▶ Text shown:
Thursday, June 25, 2009

You Screw Up Social Media Too?!?!?

I often have conversations with people who are new or light users of social media. I'm very frank in my conversation - as I am a complete Twitterphile you would think I'd tell everyone you must tweet to participate in social media. No, I don't in fact, I tell people to LISTEN before you get involved with social media. I also tell them when I'm learning something new that I screwed something up. They always reply "You screwed something up with social media? I'm so happy!" It's such a funny comment and it gives a window of perception of the newbies. They think that if you're using social media tools actively, you are always using them correctly.



Nothing is further from the truth! I just double tweeted at someone because I'm still figuring out the tricks to the newly rehashed Tweetdeck. I imported my Blogger Blogs to Wordpress and somehow overlapped my general market blog with my social media content - and it may have been the best mistake of my job search! (I may be selling myself short by keeping my social media content seperate from my general content - plus I could simplify my life down to one fewer blog? Great!) Why would I not want to make mistakes? I can't think of a reason to not make mistakes. My pro-mistake arguments are - 1st I'm human, we all make mistakes - (even if we don't like to confess to them); 2nd I learn from my mistakes; 3rd some mistakes make things easier for me and require moderate adjustments and I move forward with a brave new view of the world. Mistakes pave the path to innovation and they make you better than before. You may learn to do something differently, you may mistake your way into being more efficient and you can always mistake your way into more knowledge!



Make Mistakes - here is proof that the sun will come out again & the world will continue to turn!


There is only one disasterous mistake - that is not trying something! If you don't try something, then you won't learn anything about it and you may miss an opportunity to find a new world, a new hobby, a new love in life. So charge out, make mistakes, pick yourself up and make some more! If anyone has a problem, tell them I said it was okay!

Monday, June 22, 2009

No Room for Snobs in Social Media

I encountered a couple of snotty people at a social media-based gathering recently. It was one of those moments where an accomplished Master's degree-holding Marketer, wife, mother and pretty nice person in general slunk away ashamed that I'm more concerned with paying my mortgage than getting the latest iPhone. Ok, so I'm not ashamed at all of my priorities, but I did feel like I was missing out on a great secret to social media success without an iPhone or at least an iPod touch! I felt feeble for not having the data package on my Voyager Smartphone.

▶ Data provided:
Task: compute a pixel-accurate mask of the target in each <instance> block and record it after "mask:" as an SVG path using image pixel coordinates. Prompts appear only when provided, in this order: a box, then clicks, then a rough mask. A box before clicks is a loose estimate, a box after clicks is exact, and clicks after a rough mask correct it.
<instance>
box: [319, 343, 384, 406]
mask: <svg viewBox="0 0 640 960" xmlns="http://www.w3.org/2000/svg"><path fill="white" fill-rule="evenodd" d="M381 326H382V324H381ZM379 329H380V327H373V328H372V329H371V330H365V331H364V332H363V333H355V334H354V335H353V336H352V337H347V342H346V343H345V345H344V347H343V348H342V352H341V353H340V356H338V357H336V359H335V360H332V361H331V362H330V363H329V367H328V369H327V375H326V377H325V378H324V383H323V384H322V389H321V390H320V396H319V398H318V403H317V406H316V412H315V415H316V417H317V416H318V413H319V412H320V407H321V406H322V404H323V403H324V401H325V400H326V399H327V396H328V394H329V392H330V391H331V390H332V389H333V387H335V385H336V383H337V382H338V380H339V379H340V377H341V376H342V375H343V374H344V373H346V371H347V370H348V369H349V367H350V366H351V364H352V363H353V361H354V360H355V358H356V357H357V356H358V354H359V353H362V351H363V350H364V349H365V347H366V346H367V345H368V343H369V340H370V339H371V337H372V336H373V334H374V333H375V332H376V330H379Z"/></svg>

▶ What you need to do:
1. In one to three sentences, explain why the blog post on making mistakes in social media calls not trying something the only disastrous mistake.
2. Duplicate a passage from the blog post on making mistakes in social media, beginning at the words "Make Mistakes - here" and stopping after "it was okay!".
Work from the blog post alone and leave the data aside.

▶ Task-by-task results:
1. Not trying something is the only disastrous mistake because without trying, you learn nothing about it. You may also miss an opportunity to find a new world, a new hobby, or a new love in life.

2.
Make Mistakes - here is proof that the sun will come out again & the world will continue to turn!


There is only one disasterous mistake - that is not trying something! If you don't try something, then you won't learn anything about it and you may miss an opportunity to find a new world, a new hobby, a new love in life. So charge out, make mistakes, pick yourself up and make some more! If anyone has a problem, tell them I said it was okay!